**Stated task**
Copy every line of the data below word for word, changing nothing.

**Given information**

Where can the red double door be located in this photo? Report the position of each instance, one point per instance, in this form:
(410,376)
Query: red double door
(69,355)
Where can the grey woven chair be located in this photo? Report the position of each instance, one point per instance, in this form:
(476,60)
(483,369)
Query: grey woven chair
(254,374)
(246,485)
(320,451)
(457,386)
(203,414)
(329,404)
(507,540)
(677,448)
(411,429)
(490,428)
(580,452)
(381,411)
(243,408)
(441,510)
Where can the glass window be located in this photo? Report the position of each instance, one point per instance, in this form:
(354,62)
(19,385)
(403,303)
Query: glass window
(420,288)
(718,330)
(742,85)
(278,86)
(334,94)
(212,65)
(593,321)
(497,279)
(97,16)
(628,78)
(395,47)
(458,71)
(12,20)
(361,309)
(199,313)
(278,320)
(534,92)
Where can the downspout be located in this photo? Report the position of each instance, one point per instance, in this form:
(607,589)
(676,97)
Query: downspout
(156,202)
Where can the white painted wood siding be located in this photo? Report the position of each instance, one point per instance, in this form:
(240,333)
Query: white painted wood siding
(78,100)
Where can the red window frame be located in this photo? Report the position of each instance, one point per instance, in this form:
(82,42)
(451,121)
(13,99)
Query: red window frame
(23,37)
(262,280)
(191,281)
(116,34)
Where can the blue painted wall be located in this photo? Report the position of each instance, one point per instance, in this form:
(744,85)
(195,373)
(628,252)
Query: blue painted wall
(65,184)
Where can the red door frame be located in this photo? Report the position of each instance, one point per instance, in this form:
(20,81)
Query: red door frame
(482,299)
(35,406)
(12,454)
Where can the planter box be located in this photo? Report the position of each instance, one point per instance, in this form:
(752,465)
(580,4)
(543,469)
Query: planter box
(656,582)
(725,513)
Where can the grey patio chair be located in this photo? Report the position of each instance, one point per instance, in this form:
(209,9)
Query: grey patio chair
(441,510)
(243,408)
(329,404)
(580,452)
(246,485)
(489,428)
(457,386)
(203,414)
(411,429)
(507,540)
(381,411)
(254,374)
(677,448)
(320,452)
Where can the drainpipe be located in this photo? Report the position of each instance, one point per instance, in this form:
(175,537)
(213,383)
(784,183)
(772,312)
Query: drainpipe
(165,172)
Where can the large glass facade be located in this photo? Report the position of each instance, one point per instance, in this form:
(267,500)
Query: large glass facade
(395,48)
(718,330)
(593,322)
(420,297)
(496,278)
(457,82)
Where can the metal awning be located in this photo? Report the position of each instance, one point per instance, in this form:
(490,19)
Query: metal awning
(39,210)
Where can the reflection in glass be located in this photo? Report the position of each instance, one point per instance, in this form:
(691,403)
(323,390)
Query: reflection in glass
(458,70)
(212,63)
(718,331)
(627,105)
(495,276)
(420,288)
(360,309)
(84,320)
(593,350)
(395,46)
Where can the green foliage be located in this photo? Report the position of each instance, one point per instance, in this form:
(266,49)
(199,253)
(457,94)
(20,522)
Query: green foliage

**Worked solution**
Where can the red double door be located in this photo? Report the position of each instance, one point per instance, in this form:
(410,376)
Query: red double door
(69,355)
Where can the grey woven chair be located in this photo? Report the position of each instance, one point per instance, in this form:
(476,60)
(483,369)
Query: grey woven chair
(254,374)
(246,485)
(320,451)
(457,386)
(203,414)
(329,404)
(507,540)
(677,448)
(411,429)
(490,428)
(580,452)
(381,411)
(243,408)
(441,510)
Where can the glass window be located in this photo? Report the position of each instance, one point per instance, in this form:
(354,62)
(19,385)
(403,303)
Query: glass window
(420,288)
(718,330)
(742,85)
(278,86)
(334,94)
(212,65)
(593,321)
(497,279)
(97,16)
(628,78)
(395,47)
(458,71)
(12,20)
(361,309)
(199,313)
(278,320)
(534,92)
Where can the downspout be located in this photo? Report the position of each instance, one point per instance, in this form:
(607,589)
(676,97)
Query: downspout
(156,202)
Where can the white painted wood siding be located in this photo? Report the position of each instance, one point per instance, in this form:
(240,333)
Query: white painted wood siding
(78,100)
Where can the red window frame be located in this photo? Report the position of each instance, one point per instance, in this form:
(82,42)
(451,121)
(13,99)
Query: red window frame
(23,37)
(262,280)
(191,281)
(116,34)
Where can the blue painted wall be located in this photo? Report the position of each instance, one point per instance, in this form:
(744,85)
(195,373)
(628,252)
Query: blue painted wall
(65,184)
Where can the red door frame be located in this photo? Report the position of each instance, one point per instance, in this form:
(20,81)
Query: red door frame
(482,299)
(35,406)
(12,454)
Where can the planter box be located in this photo? Report the position of each instance, one point per instance, in this form:
(752,465)
(580,4)
(543,469)
Query: planter box
(656,582)
(725,513)
Where can the grey patio chair be located in this photo? Report the position of each instance, one point per instance, in this form:
(209,9)
Query: grey patio chair
(441,510)
(243,408)
(329,404)
(580,452)
(246,485)
(489,428)
(457,386)
(203,414)
(411,429)
(507,540)
(381,411)
(254,374)
(677,448)
(320,452)
Where can the drainpipe be located in this photo? Report the position of each instance, one point per instance, in this form:
(175,537)
(213,383)
(784,183)
(772,312)
Query: drainpipe
(165,172)
Where can the large glass facade be located in this photo? Report the position of each instance, one point per instance, in this form:
(267,500)
Query: large glass facade
(395,48)
(718,330)
(593,322)
(420,297)
(496,278)
(457,82)
Where can the metal awning be located in this photo? Report the position of each instance, one point per instance, in this form:
(490,19)
Query: metal awning
(39,210)
Where can the reflection in glass be located in this photo? Report the position of each instance, one point per instance, in this form:
(691,403)
(323,390)
Query: reflection in glass
(458,70)
(212,63)
(718,331)
(627,105)
(495,276)
(420,288)
(360,309)
(84,320)
(593,350)
(395,46)
Where can the green foliage be located in this photo? Report the position of each instance, one point per instance, in this form:
(266,49)
(199,253)
(457,94)
(20,522)
Query: green foliage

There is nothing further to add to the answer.